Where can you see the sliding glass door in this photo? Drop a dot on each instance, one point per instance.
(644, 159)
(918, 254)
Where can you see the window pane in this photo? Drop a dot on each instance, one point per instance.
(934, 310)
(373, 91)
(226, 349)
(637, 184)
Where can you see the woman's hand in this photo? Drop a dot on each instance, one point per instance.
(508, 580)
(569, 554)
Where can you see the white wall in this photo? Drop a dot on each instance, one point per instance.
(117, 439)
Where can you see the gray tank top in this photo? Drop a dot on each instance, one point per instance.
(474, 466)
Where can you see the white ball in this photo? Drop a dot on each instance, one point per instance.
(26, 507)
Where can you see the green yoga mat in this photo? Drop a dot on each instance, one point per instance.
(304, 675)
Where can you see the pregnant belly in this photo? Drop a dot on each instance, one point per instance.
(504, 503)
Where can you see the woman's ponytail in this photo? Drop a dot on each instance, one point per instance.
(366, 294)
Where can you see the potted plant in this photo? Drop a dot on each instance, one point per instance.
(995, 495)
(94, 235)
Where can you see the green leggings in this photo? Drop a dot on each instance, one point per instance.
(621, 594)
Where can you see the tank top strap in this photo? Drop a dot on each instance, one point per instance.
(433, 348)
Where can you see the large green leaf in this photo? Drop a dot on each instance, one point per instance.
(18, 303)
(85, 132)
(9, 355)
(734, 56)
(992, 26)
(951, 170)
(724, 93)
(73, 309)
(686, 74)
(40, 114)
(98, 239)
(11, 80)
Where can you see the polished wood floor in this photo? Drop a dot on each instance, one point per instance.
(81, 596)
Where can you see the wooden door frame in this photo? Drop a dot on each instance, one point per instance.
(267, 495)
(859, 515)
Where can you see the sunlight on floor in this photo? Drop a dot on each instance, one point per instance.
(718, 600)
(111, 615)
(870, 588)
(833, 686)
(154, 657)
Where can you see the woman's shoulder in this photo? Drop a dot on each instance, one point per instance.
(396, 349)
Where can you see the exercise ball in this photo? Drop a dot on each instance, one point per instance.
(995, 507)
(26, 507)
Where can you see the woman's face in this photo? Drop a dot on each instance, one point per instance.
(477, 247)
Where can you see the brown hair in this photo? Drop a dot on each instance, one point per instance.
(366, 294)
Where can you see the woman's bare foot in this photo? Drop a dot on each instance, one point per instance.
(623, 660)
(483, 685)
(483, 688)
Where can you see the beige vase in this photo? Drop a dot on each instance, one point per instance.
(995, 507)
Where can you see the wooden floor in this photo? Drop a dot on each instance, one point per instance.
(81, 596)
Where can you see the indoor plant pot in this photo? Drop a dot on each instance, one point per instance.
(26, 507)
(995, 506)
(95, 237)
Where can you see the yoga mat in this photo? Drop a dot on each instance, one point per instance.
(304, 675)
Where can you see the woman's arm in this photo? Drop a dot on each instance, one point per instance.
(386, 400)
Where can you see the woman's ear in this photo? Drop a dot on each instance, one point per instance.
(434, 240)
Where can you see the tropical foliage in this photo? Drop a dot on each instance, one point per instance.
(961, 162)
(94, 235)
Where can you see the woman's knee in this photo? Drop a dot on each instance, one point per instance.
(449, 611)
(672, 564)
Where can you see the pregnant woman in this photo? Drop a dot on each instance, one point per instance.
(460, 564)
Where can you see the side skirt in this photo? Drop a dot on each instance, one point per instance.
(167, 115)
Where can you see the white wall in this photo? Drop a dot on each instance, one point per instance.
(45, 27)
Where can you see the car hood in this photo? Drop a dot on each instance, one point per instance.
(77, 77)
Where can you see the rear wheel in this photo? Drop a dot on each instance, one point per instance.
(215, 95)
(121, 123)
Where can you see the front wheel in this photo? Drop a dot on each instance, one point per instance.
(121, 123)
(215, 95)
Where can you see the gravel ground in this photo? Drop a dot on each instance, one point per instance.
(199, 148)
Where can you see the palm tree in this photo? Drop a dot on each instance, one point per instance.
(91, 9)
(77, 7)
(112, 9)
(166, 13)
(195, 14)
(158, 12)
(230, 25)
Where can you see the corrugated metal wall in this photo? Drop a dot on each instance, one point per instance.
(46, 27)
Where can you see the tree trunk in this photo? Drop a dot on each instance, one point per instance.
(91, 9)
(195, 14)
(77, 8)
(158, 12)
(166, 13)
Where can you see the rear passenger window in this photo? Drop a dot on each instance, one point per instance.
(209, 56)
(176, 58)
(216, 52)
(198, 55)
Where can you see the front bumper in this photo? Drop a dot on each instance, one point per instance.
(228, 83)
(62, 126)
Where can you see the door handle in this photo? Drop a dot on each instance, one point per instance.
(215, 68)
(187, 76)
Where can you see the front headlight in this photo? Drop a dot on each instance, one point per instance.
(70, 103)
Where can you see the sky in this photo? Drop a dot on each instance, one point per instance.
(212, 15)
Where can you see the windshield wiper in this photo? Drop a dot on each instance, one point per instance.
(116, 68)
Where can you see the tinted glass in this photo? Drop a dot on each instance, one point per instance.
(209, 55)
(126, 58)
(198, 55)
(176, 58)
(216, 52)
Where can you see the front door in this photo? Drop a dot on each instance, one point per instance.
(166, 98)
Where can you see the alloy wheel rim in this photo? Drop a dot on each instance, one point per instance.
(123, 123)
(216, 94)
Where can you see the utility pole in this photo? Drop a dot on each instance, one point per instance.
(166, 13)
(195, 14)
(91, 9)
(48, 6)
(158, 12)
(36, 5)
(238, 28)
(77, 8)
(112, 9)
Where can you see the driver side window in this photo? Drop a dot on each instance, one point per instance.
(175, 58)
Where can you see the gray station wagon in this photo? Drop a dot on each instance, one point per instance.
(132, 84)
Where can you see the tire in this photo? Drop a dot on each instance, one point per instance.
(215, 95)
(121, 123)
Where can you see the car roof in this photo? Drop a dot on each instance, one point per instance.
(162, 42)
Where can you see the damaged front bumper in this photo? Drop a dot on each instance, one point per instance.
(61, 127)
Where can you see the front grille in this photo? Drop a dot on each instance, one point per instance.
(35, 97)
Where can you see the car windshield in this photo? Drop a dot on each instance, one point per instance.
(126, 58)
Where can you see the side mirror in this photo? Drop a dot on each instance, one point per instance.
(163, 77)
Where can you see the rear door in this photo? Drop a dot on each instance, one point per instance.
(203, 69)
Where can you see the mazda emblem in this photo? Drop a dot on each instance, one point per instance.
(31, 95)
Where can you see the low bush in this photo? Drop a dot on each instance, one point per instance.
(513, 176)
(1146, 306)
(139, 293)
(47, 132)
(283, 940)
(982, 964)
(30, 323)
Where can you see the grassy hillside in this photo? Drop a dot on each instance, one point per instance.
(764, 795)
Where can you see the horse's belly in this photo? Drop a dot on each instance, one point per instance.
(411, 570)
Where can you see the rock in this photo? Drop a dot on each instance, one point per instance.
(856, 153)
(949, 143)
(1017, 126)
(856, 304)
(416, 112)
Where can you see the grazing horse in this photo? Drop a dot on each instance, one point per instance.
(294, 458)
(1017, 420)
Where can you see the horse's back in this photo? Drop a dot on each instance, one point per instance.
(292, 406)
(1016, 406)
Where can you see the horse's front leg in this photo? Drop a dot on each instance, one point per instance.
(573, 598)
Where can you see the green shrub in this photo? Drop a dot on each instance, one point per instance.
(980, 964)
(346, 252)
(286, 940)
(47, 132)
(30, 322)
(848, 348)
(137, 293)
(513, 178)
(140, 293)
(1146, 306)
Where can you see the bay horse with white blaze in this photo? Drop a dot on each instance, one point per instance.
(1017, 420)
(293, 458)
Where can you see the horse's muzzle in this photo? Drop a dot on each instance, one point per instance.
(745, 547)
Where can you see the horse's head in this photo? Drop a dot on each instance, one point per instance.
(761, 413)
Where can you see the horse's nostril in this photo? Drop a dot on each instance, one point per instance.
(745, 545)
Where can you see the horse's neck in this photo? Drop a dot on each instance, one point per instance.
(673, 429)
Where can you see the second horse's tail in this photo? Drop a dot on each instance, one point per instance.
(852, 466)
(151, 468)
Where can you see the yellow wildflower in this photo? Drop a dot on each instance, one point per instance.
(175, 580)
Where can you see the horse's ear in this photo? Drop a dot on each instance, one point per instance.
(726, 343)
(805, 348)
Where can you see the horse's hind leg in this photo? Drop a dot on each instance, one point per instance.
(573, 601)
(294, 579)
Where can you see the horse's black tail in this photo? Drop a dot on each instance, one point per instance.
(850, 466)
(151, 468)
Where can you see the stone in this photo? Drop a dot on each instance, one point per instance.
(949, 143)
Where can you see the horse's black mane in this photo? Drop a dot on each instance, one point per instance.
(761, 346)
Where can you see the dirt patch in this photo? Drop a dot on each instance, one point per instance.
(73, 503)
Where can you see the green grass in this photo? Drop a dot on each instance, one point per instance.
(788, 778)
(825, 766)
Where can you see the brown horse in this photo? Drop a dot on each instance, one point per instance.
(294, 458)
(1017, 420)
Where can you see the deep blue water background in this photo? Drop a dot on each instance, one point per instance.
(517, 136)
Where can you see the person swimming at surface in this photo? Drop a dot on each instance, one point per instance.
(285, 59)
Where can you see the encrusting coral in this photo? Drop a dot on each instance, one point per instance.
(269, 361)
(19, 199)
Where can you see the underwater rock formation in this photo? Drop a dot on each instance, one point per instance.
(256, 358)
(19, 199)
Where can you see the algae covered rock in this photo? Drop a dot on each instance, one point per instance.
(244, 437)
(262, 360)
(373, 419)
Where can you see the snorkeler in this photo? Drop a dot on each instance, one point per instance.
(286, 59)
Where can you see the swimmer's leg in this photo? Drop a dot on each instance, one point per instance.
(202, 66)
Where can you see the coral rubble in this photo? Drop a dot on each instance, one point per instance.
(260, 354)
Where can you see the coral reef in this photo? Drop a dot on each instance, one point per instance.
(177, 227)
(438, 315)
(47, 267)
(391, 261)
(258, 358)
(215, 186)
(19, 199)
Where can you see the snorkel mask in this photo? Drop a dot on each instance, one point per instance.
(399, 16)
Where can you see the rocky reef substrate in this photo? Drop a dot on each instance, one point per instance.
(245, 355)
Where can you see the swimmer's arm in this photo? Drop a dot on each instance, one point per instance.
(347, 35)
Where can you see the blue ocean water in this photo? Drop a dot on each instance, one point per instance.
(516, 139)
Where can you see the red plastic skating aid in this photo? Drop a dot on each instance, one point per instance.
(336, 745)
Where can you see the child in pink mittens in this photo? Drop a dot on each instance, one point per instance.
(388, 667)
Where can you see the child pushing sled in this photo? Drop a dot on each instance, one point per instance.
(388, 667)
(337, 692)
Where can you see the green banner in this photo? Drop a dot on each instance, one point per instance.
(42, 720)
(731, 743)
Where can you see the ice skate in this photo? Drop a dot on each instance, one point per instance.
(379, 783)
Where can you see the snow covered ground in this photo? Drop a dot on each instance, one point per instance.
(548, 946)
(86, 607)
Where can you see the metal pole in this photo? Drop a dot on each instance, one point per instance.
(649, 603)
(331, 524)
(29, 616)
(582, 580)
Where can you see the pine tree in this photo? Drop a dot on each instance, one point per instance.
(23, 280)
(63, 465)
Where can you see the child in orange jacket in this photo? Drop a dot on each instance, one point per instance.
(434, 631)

(Task requirements)
Write out exactly the lines of the entries above that run from the line containing "Where can you see the ice" through the last line, including both.

(Answer in full)
Where can you see the ice skate in this photo? Drop a dot on each instance, one point per instance.
(379, 783)
Where can you see the snow covered ground in this photo? Drop a dot on each instance, one point per instance.
(548, 946)
(86, 607)
Where can you see the metal pole in this photo? Drop a dot on each instance, one point per instance.
(649, 603)
(331, 524)
(29, 616)
(582, 580)
Where can you see the pine tree in this photo? Drop a dot on each instance, one point per instance.
(23, 280)
(63, 465)
Where can you see the child in orange jacket in this photo? Drop a dot on each instance, one point per instance.
(434, 631)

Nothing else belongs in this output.